### Directions
Reproduce every record below exactly as written, leaving out any pictures.

....................

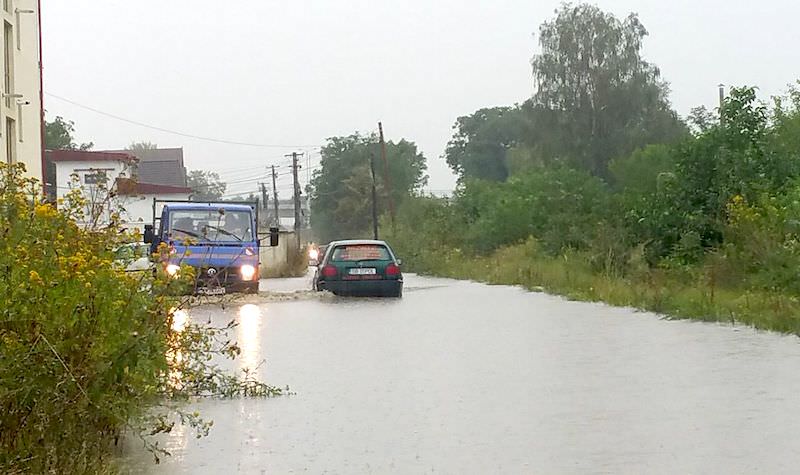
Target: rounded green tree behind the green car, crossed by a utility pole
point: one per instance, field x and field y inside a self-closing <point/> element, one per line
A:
<point x="340" y="190"/>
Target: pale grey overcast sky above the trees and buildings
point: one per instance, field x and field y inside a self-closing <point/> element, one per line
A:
<point x="293" y="73"/>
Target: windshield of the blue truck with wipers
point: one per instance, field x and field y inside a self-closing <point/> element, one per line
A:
<point x="211" y="225"/>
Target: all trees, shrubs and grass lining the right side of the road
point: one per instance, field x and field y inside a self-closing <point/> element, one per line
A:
<point x="594" y="188"/>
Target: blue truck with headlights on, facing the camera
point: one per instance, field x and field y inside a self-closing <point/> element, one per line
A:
<point x="219" y="240"/>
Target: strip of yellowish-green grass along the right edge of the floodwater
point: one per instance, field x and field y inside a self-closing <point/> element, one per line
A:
<point x="672" y="293"/>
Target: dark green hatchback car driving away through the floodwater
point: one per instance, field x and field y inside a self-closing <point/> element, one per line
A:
<point x="359" y="267"/>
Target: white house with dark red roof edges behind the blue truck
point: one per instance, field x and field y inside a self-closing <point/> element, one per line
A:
<point x="98" y="173"/>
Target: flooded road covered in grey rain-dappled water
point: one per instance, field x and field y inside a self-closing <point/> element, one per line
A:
<point x="459" y="377"/>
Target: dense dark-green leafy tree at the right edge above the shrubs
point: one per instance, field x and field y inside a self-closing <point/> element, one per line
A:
<point x="743" y="155"/>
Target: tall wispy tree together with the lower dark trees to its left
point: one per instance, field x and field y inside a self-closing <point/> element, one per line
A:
<point x="596" y="100"/>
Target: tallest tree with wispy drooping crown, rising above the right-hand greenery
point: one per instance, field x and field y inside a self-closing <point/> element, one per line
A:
<point x="608" y="99"/>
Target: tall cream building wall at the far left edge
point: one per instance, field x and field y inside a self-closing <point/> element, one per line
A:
<point x="21" y="117"/>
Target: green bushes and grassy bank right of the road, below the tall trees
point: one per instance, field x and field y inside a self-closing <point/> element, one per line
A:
<point x="707" y="228"/>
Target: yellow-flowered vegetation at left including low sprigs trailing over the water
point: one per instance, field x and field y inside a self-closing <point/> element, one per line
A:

....................

### Answer to the exercise
Target: rounded green tree behind the green car, crossed by a utility pole
point: one per instance, field x and field y inside a self-closing <point/> element, one per line
A:
<point x="340" y="190"/>
Target: pale grey overcast sky above the trees and buildings
point: one per instance, field x and field y inside a self-closing <point/> element, one per line
A:
<point x="293" y="73"/>
Target: windshield of the blue truck with wipers
point: one per instance, field x and field y inside a self-closing <point/> element, one per line
A:
<point x="211" y="225"/>
Target: all trees, shrubs and grass lining the right side of the road
point: one per instance, field x and field y inside a self-closing <point/> element, one per line
A:
<point x="594" y="188"/>
Target: blue truck with headlights on, facing the camera
point: one per instance, field x and field y inside a self-closing <point/> element, one per line
A:
<point x="219" y="240"/>
Target: strip of yellowish-green grass along the right edge of the floodwater
point: one per instance, field x and field y inside a self-closing <point/> element, one per line
A:
<point x="672" y="293"/>
Target: dark green hatchback car driving away through the floodwater
point: one per instance, field x and field y inside a self-closing <point/> element, one per line
A:
<point x="359" y="267"/>
Target: white house with dark red roof edges behind the blue truck
point: one per instance, field x and field y inside a self-closing <point/> element, one per line
A:
<point x="98" y="173"/>
Target: flooded road covered in grey rain-dappled water
point: one per instance, field x and field y inside a self-closing <point/> element, one per line
A:
<point x="459" y="377"/>
Target: dense dark-green leafy tree at the right edge above the shrubs
point: one per instance, field x and field y inside a self-closing <point/> element, one per line
A:
<point x="743" y="155"/>
Target: tall wispy tree together with the lower dark trees to its left
point: one per instance, field x and field y inside a self-closing <point/> element, one per line
A:
<point x="596" y="100"/>
Target: tallest tree with wispy drooping crown, rising above the right-hand greenery
point: one per instance, field x and field y inside a self-closing <point/> element, one per line
A:
<point x="608" y="99"/>
Target: tall cream building wall at the far left edge
point: one per instance, field x and field y inside a self-closing <point/> element, one per line
A:
<point x="21" y="117"/>
Target: green bushes and grassy bank right of the road, below the tall trees
point: one per instance, field x and field y inside a self-closing <point/> element, one per line
A:
<point x="707" y="228"/>
Target: yellow-flowered vegetation at left including low sprigs trailing over the water
point: one per instance, field x and field y inside a self-closing <point/> element, one per line
A:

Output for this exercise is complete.